Short problem =
Please copy out every line of the material below, reproducing each one word for word and in the same order.

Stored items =
####################

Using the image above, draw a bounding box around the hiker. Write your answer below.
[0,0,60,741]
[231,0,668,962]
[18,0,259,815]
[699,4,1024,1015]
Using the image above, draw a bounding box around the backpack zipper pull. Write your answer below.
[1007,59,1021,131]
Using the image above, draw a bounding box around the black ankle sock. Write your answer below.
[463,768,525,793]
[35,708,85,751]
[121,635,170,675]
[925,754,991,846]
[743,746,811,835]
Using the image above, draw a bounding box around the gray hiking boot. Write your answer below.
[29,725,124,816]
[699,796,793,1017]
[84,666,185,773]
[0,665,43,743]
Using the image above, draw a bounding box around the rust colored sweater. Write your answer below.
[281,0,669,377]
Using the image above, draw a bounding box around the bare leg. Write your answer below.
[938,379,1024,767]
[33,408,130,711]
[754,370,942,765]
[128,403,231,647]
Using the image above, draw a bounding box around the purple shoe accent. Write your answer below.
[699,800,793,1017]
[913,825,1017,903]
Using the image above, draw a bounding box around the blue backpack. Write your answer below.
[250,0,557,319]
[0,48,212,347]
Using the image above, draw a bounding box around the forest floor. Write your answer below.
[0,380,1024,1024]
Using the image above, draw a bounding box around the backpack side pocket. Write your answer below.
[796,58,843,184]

####################

Answer to the exercise =
Using the image above, draw a bounding box around the hiker. Write your answer below.
[0,0,60,741]
[231,0,668,962]
[18,0,259,815]
[699,4,1024,1015]
Using the image above, draw a bounding box around the backpack zipper pull. Write your answer below.
[1007,59,1021,131]
Using the image above, draw a bounding box around the black ankle sock. Write your answer below.
[463,768,525,793]
[35,708,85,751]
[121,635,170,675]
[925,754,991,846]
[743,746,811,835]
Using the image above, draw a bounding box around the gray hiking boot. Write your answer below.
[29,725,124,816]
[699,796,793,1017]
[84,666,185,773]
[0,665,43,743]
Using the image above, draw a bounding box around the rust colored sweater. Write your answer below.
[281,0,669,377]
Using the image above, draw a bounding box around the bare leg. Write your answer below.
[938,379,1024,767]
[33,408,130,711]
[754,370,942,765]
[128,403,231,647]
Using the image above, draw a bounding box around the purple shoe accent. Write your answer below.
[699,800,793,1017]
[913,825,1017,903]
Using the image above, draw a bounding box around the blue backpack. Write your answer below.
[250,0,557,319]
[0,48,212,347]
Using the image above, draw a bounding box around the forest floor. Write your answer below.
[0,380,1024,1024]
Using the image above, draw a bounding box around the backpack side pocket. Write your answer below.
[796,58,843,184]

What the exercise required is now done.